= Required task =
Copy the lines below verbatim, beginning with the line that includes "foliage in this photo, one per instance." and continuing to the end; leave out everything before it.

= Input records =
------------------------------------------------------------------------
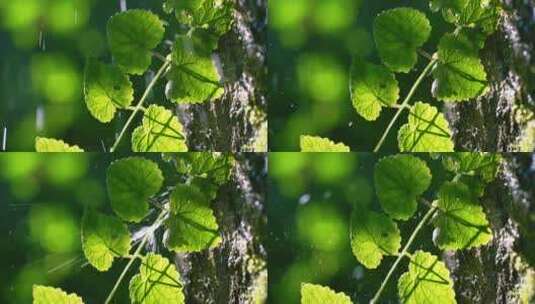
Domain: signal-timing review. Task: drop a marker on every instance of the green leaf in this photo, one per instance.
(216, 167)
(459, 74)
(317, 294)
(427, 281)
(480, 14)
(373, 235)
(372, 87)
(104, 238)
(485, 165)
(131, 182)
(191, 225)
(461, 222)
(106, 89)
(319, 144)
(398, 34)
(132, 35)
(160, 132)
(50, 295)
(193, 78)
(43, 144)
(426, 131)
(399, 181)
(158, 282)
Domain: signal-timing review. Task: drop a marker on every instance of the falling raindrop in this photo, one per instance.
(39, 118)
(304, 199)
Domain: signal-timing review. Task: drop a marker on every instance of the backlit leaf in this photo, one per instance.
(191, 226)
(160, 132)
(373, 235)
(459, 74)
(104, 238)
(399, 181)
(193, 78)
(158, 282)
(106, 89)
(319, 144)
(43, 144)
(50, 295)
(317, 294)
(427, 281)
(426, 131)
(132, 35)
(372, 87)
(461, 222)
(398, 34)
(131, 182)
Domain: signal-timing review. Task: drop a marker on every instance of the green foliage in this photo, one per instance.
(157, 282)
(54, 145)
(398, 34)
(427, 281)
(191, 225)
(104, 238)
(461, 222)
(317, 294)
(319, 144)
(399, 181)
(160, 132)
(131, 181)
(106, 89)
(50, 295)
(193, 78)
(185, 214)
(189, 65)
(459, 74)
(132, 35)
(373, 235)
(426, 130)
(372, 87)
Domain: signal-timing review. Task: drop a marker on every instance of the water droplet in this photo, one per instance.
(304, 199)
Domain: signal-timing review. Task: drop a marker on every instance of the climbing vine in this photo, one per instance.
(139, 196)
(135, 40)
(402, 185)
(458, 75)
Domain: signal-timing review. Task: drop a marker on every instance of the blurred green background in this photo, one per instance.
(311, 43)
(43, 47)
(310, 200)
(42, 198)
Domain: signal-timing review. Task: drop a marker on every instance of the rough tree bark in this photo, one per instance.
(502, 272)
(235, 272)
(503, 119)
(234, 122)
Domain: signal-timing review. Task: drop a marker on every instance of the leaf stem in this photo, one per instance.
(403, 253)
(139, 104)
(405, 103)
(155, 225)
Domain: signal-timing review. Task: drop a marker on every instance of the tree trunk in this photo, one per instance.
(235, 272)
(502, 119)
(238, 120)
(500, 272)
------------------------------------------------------------------------
= Written response =
Domain: signal-timing review. Task: drop a marker on every instance of the green foliage in this photo, one per instance.
(157, 282)
(54, 145)
(398, 34)
(427, 281)
(191, 225)
(104, 238)
(461, 222)
(317, 294)
(319, 144)
(399, 181)
(160, 132)
(131, 181)
(106, 89)
(50, 295)
(193, 78)
(185, 214)
(189, 65)
(459, 74)
(132, 35)
(373, 235)
(426, 130)
(372, 87)
Domain: signal-timing review. Task: drop a marker on every instance of the water droplet in this photo, one per instance.
(304, 199)
Domain: signal-timing review. Task: drop a marker on every instance of the climbing vine in this photo, one per instance.
(139, 196)
(135, 40)
(402, 185)
(458, 75)
Domain: signal-timing review. Task: drop a marker on every instance of the blurred green background in this photo, one per instance.
(311, 43)
(43, 47)
(310, 200)
(42, 198)
Domain: signal-timing review. Task: drop a marker on every instance of the rough tree bark in this photo, one per instance.
(502, 272)
(235, 272)
(503, 119)
(234, 122)
Domain: signal-timing review. Task: drop a marker on every instance of the leaf stem in this photo, one per instance.
(403, 253)
(139, 104)
(405, 103)
(155, 225)
Domain: signal-timing review. Task: drop a marker on every instance of the tree trunk in this photo, one per instance.
(235, 272)
(502, 119)
(238, 120)
(500, 272)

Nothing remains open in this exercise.